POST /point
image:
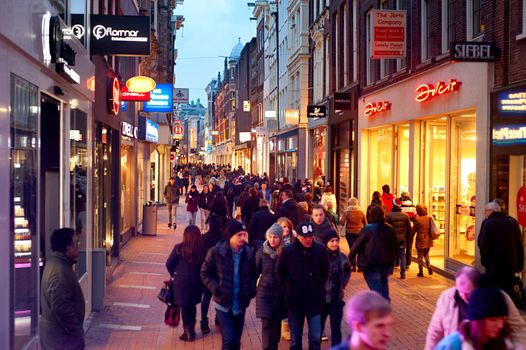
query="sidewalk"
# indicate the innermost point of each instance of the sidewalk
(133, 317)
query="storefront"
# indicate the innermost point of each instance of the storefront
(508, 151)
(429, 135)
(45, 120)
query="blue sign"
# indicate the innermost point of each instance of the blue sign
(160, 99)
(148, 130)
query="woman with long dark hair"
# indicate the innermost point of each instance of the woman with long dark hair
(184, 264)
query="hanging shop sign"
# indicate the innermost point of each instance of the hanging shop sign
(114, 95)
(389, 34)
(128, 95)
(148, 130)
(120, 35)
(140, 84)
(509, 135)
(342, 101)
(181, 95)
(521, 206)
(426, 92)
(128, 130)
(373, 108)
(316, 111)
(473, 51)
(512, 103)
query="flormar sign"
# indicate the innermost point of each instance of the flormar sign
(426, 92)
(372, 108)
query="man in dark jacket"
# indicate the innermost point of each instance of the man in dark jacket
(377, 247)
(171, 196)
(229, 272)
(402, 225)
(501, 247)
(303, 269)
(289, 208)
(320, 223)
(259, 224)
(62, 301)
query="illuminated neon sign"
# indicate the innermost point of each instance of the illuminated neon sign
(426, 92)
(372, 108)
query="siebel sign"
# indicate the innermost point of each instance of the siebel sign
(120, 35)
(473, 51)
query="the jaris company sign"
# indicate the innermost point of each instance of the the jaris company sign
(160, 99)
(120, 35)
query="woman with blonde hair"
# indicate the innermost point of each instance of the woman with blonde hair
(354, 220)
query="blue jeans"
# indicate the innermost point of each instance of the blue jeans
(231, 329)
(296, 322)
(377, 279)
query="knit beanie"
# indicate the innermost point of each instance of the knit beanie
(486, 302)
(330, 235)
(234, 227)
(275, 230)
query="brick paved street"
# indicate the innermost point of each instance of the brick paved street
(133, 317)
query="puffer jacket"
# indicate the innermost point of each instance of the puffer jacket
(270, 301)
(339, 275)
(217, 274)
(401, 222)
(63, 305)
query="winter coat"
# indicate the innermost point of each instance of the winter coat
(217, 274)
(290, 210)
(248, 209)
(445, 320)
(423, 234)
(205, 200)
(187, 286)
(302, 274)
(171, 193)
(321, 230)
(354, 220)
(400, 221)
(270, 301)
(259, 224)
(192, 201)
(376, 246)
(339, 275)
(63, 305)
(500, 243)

################

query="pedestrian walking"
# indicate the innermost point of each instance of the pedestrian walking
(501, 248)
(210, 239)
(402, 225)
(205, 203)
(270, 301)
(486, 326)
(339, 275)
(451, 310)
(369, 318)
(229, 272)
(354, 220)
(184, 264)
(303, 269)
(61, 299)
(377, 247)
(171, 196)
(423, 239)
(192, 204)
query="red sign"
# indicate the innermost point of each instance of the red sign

################

__EXERCISE GOAL__: Would you retype exactly the lines above, from the line with "the pedestrian walking" to the line with "# indicate the innermost point of each instance of the red", with both end lines kept and nothing more?

__EXERCISE SOLUTION__:
# indicate the innermost point of each instance of the pedestrian walking
(501, 248)
(210, 239)
(402, 225)
(205, 203)
(270, 301)
(486, 326)
(339, 275)
(451, 310)
(369, 318)
(229, 272)
(354, 220)
(184, 264)
(303, 269)
(61, 299)
(377, 247)
(171, 196)
(423, 239)
(192, 204)
query="red sign"
# indicate the innermost point of each instance of the red sign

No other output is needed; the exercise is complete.